→ TASKS TO CARRY OUT:
**1.** According to the notes on The Bhakti Boy, what fear does the writer see as the root cause of all their other fears?
**2.** Retype a passage from the notes on The Bhakti Boy word for word, beginning at the words "I don’t think so." and stopping after the words "crossed paths somehow.".
**3.** Extend the notes on The Bhakti Boy, picking up right after their final sentence.

Dean. We can’t rescue him. By the end of the film he can’t see anything beautiful about himself.  He loses it. Where do we see it? We see it in Loud. We see Loud’s heart break for him. There’s a loss there for him. A deep loss of a brother dying. Of someone who can’t keep it together. His best friend, his youth is gone.  During his last scene with Dean we see Loud want to save the relationship with Dean.  We see his struggle. We see that it doesn’t work. We see that Dean is beyond rescuing.



The Bhakti should move to LA. We would have a way better chance if we could go to LA. More people.


Dean walks into bathroom.

He sweats and shakes


More chances to meet someone who can help us. I gotta get Dean to move. How can I do that? He doesn’t have any money. He’s never had a job. I could go first. Look it over. Get it all set-up and then he could come out. We could tour on our way down there.




There’s a way to do it. Lexter wouldn’t have said we were good enough if he didn’t mean it.


So the interesting question becomes why does Dean give up?  I hate addiction. For the same reasons that I hate yoga.  Its too simple. People see those two worlds and write them off. Write them off as uninteresting. Too simple.  Why? I want to know why people give up? I want to know why say fuck it to the struggle of pain?  Why does the universe give us so much consciousness that we choose to not be conscious? I don’t know the answers. I know that its heartbreaking. I know that in The Bhakti Boy I’ve written an unbelievable soul that drops away. And I know that there are childhood circumstances and bad luck and lots of other fucked up reasons why people get addicted. But I also know that there is a deep mystery, an unexplainable mystery, an X file, where 7 plus 7  makes 105 and I don’t understand it.  And this is the story of Dean.  And for his best friend Loud there is sadness, confusion, and eventually the need to let Dean go.





The werewolf jaws of fear

31 May



One of the last scenes of The Bhakti Boy takes place inside werewolf jaws.  Let me reassure you that it all makes sense within the context and storytelling of the film.



Dean. What are you doing? You missed the show.


I’m dead man.


What? Am I dead too?


I don’t think so. You aren’t cold.


You are. But maybe I died differently. Why else would I be here?


I don’t think so man.

Dean shows a knife in his chest


Look. It doesn’t hurt. This is

weird. We crossed paths somehow.


Essentially the idea is that somewhere between Dean traveling through death and Daimon having a black out drug moment the two characters cross paths and end up in werewolf jaws.  The two opposing characters, Dean and Daimon, are at the opposite ends of the spectrum. Dean, physically dead but not in pain, and Daimon, physically alive but in pain.

So what is the significance?  Why is this scene so important?

This scene is important because Daimon needs to see that death is not painful. In fact death is pain free.  Daimon who is running scared in life and therefore never fully living witnesses the bliss in death and that death is not scary.

At the time I was writing The Bhakti Boy I was extremely anxious about my choices and path of being a filmmaker.  There were (still are) many fears that I am challenged with in being an independent filmmaker and I believe they are all rooted in my ultimate fear of death. That the fear of death is the root cause of all my other fears.  This scene is my attempt to try and understand those fears, challenge them, and maybe one day come to a place of acceptance.

→ DATASET ROWS:
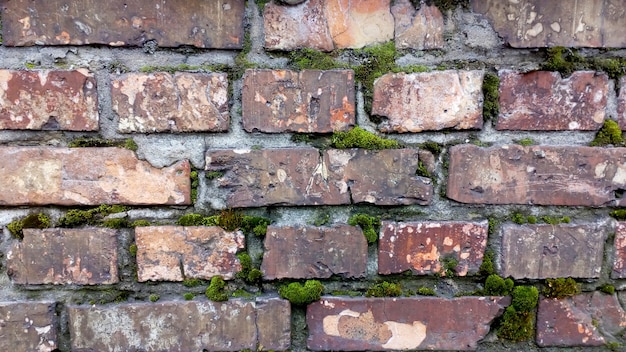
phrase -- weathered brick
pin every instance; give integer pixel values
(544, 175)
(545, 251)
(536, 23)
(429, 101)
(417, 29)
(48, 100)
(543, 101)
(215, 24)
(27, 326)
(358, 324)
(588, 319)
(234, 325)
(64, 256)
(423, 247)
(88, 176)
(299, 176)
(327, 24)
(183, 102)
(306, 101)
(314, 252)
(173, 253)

* * *

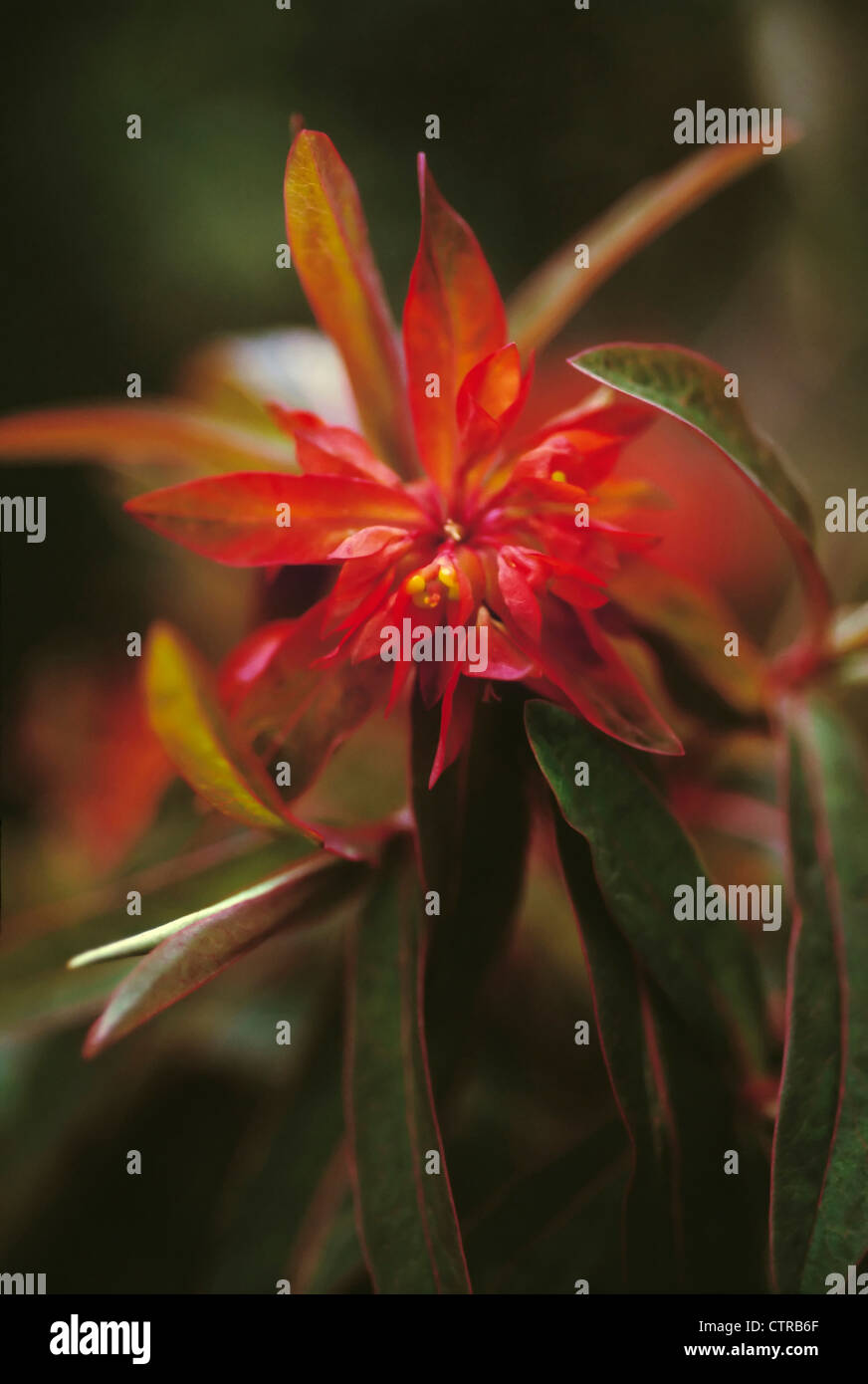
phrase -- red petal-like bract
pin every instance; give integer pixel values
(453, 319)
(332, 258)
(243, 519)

→ ANSWER LIST:
**1.** The fear of death.

**2.**
I don’t think so. You aren’t cold.


You are. But maybe I died differently. Why else would I be here?


I don’t think so man.

Dean shows a knife in his chest


Look. It doesn’t hurt. This is

weird. We crossed paths somehow.

**3.**
Maggot brain shirt design


Everything useful inside my mind.

28 May


When you make a film you use everything. You use power, sexuality, intelligence, wit, sarcasm, manipulation, everything to make the vision you see in your head.   Everything ugly and lovely comes out.  One moment I’m in complete disgust of how I just reacted and then the next I’m in awe of something my brain conceived two years ago and is playing out in a way cooler way I could’ve imagined.  The key is that you have to be completely self aware of what you are doing, how you’re playing the roll of the dice at every moment or else you can lose your footing. That’s why you have to treat yourself like a world class olympian during a shoot. Physically, emotionally and mentally or else you won’t get what you need to convey what is interesting in the story.




Director’s Dreams: Daimon’s Fears, Vinyl’s lack of faith

25 May

Fear. What is the salve of fear? A true spiritual calling.   Allowing fear to control your life and letting it dictate your decisions is not living. If you let your fears be at the command center of your choices then the need to satiate and avoid your fears becomes essential.

The difference between Daimon and Vinyl. Daimon faces his fears. He enters the jaws of them, accepts them, and chooses to face them so that he can find his true spiritual calling and devotion.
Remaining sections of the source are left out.